Prima pontuar que a destruição total ou parcial de qualquer elemento dá azo à qualificadora entelada no inciso I do §4º do artigo 155. Ao lado disso, insta salientar que o Superior Tribunal de Justiça[32], por meio do Habeas Corpus Nº. 93.178/DF, de relatoria do Ministro Napoleão Nunes Maia Filho, integrante da Quinta Turma, decidiu que o rompimento de qualquer obstáculo externo ao objeto do furto caracteriza a circunstância qualificadora em exame. Entrementes, o simples estrago na coisa, por si só, afasta a substancialização da hipótese de qualificação do crime. Gize-se, por oportuno, que é imprescindível que a conduta delituosa atinja o objeto que obsta a apreensão ou a remoção da res furtiva.

A segunda modalidade insculpida na redação do inciso I do §4º do artigo 155 é o rompimento, que “designa a ação ou consequência de romper, que importa partir, despedaçar, separar, rasgar, abrir, etc.[33]. Deste modo, pode-se evidenciar que a qualificadora de rompimento de obstáculo restará configurada quando existe o vencimento do óbice material à consumação da conduta delituosa. O rompimento, saliente-se, pode ser compreendido com o intuito de afastar ou ainda eliminar o obstáculo, mesmo que este seja preservado intacto. Todavia Mirabete e Fabbrini[34], em sentido contrário, acenam, com maciça ênfase, que para a modalidade em destaque, mister se faz a ocorrência de dano efetivo à integração da coisa.

**Listagem de dados:**
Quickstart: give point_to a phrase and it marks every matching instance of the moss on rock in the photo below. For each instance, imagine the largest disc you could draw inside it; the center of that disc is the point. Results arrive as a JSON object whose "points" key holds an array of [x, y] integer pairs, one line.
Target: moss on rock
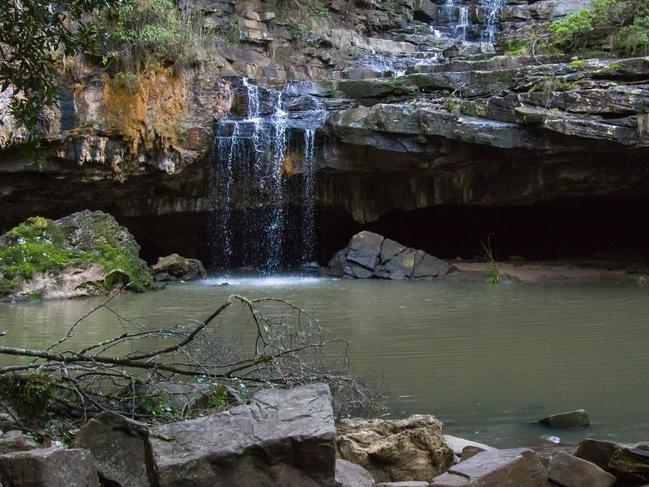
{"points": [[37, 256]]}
* * *
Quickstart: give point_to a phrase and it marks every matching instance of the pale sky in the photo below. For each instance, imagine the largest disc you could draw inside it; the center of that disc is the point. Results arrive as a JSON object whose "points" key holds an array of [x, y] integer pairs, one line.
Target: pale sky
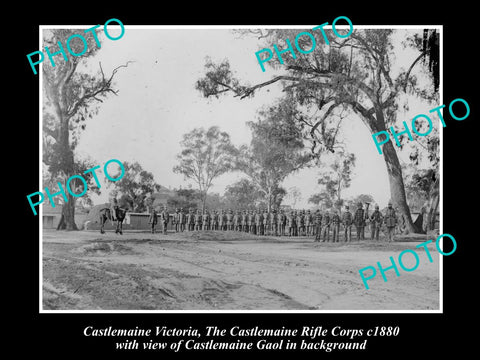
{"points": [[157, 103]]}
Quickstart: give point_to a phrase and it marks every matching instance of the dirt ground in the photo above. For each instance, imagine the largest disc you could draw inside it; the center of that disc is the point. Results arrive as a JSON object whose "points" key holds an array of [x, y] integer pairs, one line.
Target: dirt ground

**Tarefas a realizar:**
**a)** No texto sobre a qualificadora de rompimento de obstáculo, quem foi o relator do Habeas Corpus nº 93.178/DF?
**b)** Dê prosseguimento ao texto sobre a qualificadora de rompimento de obstáculo no furto a partir de sua última frase.

**Lista de respostas:**
**a)** O Ministro Napoleão Nunes Maia Filho, integrante da Quinta Turma do Superior Tribunal de Justiça.

**b)**
No mais, o Ministro Hamilton Carvalhido, integrante da Sexta Turma do Superior Tribunal de Justiça[35], ao relatoriar o Recurso Especial Nº. 924.254/RS, manifestou-se que o exame pericial não constitui o único meio probatório apto para a comprovação da qualificadora em análise, sendo permitido a utilização de outros meios, como a prova testemunhal e a documental, para obter a verdade real. Destarte, conquanto o exame pericial goze de importância para a materialização da modalidade em análise, este não é o único meio, sendo, como visto alhures, admitida a utilização de outros instrumentos probatórios.

7.2 Abuso de Confiança, ou Mediante Fraude, Escalada ou Destreza

In primo loco, ao se dissecar as hipóteses abarcadas no inciso II do §4º do artigo 155,verifica-se que o legislador insculpiu diversas modalidades que, uma vez presentes na perpetração do ato delituoso, terão o condão de qualificar o crime. O abuso de confiança, a que se refere o dispositivo em exposição, pressupõe presença de liberdade, lealdade, credibilidade, pressupõe a existência de honestidade entre as pessoas. “Abusa o agente da confiança que nele fora depositada quando se aproveita dessa relação de fidelidade existente anteriormente para praticar a subtração[36]. Desta sorte, para que reste configurada a modalidade em testilha, mister se faz a demonstração da existência da relação de sincera fidelidade, a qual continha sensação de segurança e fidelidade, antes da perpetração da subtração da coisa. Mirabete e Fabbrini arrazoam, com bastante destaque, que “abuso de confiança existe quando, aproveitando-se da menor proteção dispensada pelo sujeito passivo à coisa, diante da confiança que deposita no agente, pratica este a subtração”[37].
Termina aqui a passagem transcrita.